>> begin Reading text

#12DaysOfYeah - Day 12 - Day 12 is here... DAY 12 IS HERE! Wow. I can't believe 12 days have gone by. I decided to start doing my 12 days of yeah giveaways, and I didn't know what ...
Tuesday, September 09, 2008
From Tom Peters
While waiting last week in the Albany airport to board a Southwest Airlines
flight to Reagan, I happened across the latest Harvard Business Review, on the
cover of which was a yellow sticker. The sticker had on it the words “Mapping
your competitive position.” It referred to a feature article by my friend Rich D’Aveni.
His work is uniformly good—and I have said as much publicly on several occasions
dating back 15 years. I’m sure this article is good, too—though I didn’t read it.
In fact, it triggered a furious negative “Tom reaction” as my wife calls it. Of course
I believe you should worry about your “competitive position.” But instead of
obsessing on competitive position and other abstractions, as the B-schools and
consultants would always have us do, I instead wondered about some “practical
stuff,” which I believe is more important to the short- and long-term health
of the enterprise, tiny or enormous.
Hence, rather than an emphasis on competitive maps or how blue your water is,
I am urging you to pay attention to my “Top 50” “Have Yous,” as I shall call them.
The list could easily be three times as long—but this ought to keep you occupied
for a while. Of course the underlying hypothesis is that if you do the stuff below your
“ competitive position” will improve so much that mapping will become a secondary
issue! Some will rebut with the tired old saw (and silly idea) of “doing the right things”
versus “doing things right.” I, for example, believe that if you do even a smidgeon
of what’s below you will wildly enhance both “do the right thing” and “do things
right.” (Admission: As an engineer by training and disposition, doing things right is
priority #1. I am an admitted “implementation nut.”) In any event here’s my list,
random, but in batches of ten:
1. Have you in the last 10 days … visited a customer?
2. Have you called a customer … TODAY?
3. Have you in the last 60–90 days … had a seminar in which several folks from
the customer’s operation (different levels, different functions, different divisions)
interacted, via facilitator, with various of your folks?
4. Have you thanked a frontline employee for a small act of helpfulness …
in the last three days?
5. Have you thanked a frontline employee for a small act of helpfulness …
in the last three hours?
6. Have you thanked a frontline employee for carrying around a great attitude … today?
7. Have you in the last week recognized—publicly—one of your folks for a small
act of cross-functional cooperation?
8. Have you in the last week recognized—publicly—one of “their” folks (another
function) for a small act of cross-functional cooperation?
9. Have you invited in the last month a leader of another function to your weekly
team priorities meeting?
10. Have you personally in the last week-month called-visited an internal or
external customer to sort out, inquire, or apologize for some little or big thing
that went awry? (No reason for doing so? If true—in your mind—then you’re more
out of touch than I dared imagine.)
11. Have you in the last two days had a chat with someone (a couple of levels
down?) about specific deadlines concerning a project’s next steps?
12. Have you in the last two days had a chat with someone (a couple of levels down?)
about specific deadlines concerning a project’s next steps … and what specifically
you can do to remove a hurdle? (“Ninety percent of what we call management consists
of making it difficult for people to get things done.”—Peter “His eminence” Drucker)

>> end Reading text
>> begin Collected data

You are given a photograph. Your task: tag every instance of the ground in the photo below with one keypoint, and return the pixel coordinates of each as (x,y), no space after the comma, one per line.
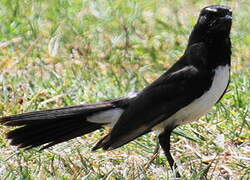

>> end Collected data

## Description of the task:
In the Tom Peters text, why does the writer push readers toward his "Have Yous" list instead of toward mapping their competitive position? Answer in one to three sentences. The listing has nothing to do with the text.

## Correct output:
He believes this practical stuff matters more to the short- and long-term health of an enterprise, tiny or enormous, than abstractions like competitive position. His underlying idea is that doing the items on the list will improve competitive position so much that mapping becomes a secondary issue.